WHAT IS ASKED ::
1/ Please list every company named in the peer-to-peer PCIe thread.
2/ Write the next part of the peer-to-peer PCIe thread, picking up right after its final sentence.

DOCUMENT TEXT ::
— begin —

Re: Enabling peer to peer device transactions for PCIe devices

From: Jerome Glisse
Date: Thu Jan 05 2017 - 14:54:38 EST


On Thu, Jan 05, 2017 at 12:01:13PM -0700, Jason Gunthorpe wrote:
> On Thu, Jan 05, 2017 at 01:39:29PM -0500, Jerome Glisse wrote:
>
> > 1) peer-to-peer because of userspace specific API like NVidia GPU
> > direct (AMD is pushing its own similar API i just can't remember
> > marketing name). This does not happen through a vma, this happens
> > through specific device driver call going through device specific
> > ioctl on both side (GPU and RDMA). So both kernel driver are aware
> > of each others.
>
> Today you can only do user-initiated RDMA operations in conjection
> with a VMA.
>
> We'd need a really big and strong reason to create an entirely new
> non-VMA based memory handle scheme for RDMA.
>
> So my inclination is to just completely push back on this idea. You
> need a VMA to do RMA.
>
> GPUs need to create VMAs for the memory they want to RDMA from, even
> if the VMA handle just causes SIGBUS for any CPU access.

Mellanox and NVidia support peer to peer with what they market a
GPUDirect. It only works without IOMMU. It is probably not upstream :

https://www.mail-archive.com/linux-rdma@xxxxxxxxxxxxxxx/msg21402.html

I thought it was but it seems it require an out of tree driver to work.

Wether there is a vma or not isn't important to the issue anyway. If
you want to enforce VMA rule for RDMA it is an RDMA specific discussion
in which i don't want to be involve, it is not my turf :)

— end —

INFORMATION SUPPLIED ::
— begin —

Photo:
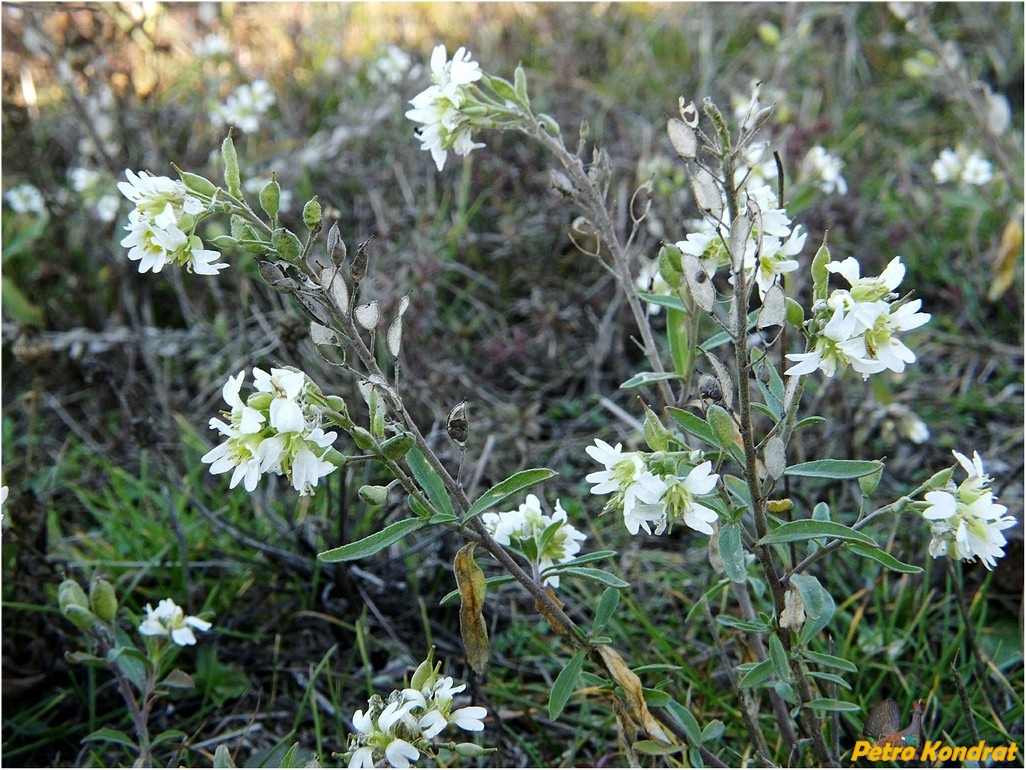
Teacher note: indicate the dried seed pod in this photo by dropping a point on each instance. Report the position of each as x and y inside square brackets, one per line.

— end —

THE RESPONSES ::
1/ NVidia, AMD, Mellanox

2/
What matter is the back channel API between peer-to-peer device. Like
the above patchset points out for GPU we need to be able to invalidate
a mapping at any point in time. Pining is not something we want to
live with.

So the VMA consideration does not change what i was saying there is
2 cases:
1) device vma (might be restricted to specific userspace API)
2) regular vma (!VM_MIXED and no special pte entry)

For 1) you need back channel it can be per device driver or we can agree
to some common API that can add to vm_operations_struct.

For 2) expectation is that you will have valid struct page but you still
need special handling at the dma API level.

In 1) the peer-to-peer mapping is track at vma level and mediated there.
For 2) it is per page and it is mediated at that level.

In both case on you have setup mapping you need to handle the IOMMU and
the PCI bridge restriction that might apply and i believe that the DMA
API is the place where we want to solve that second side of the problem.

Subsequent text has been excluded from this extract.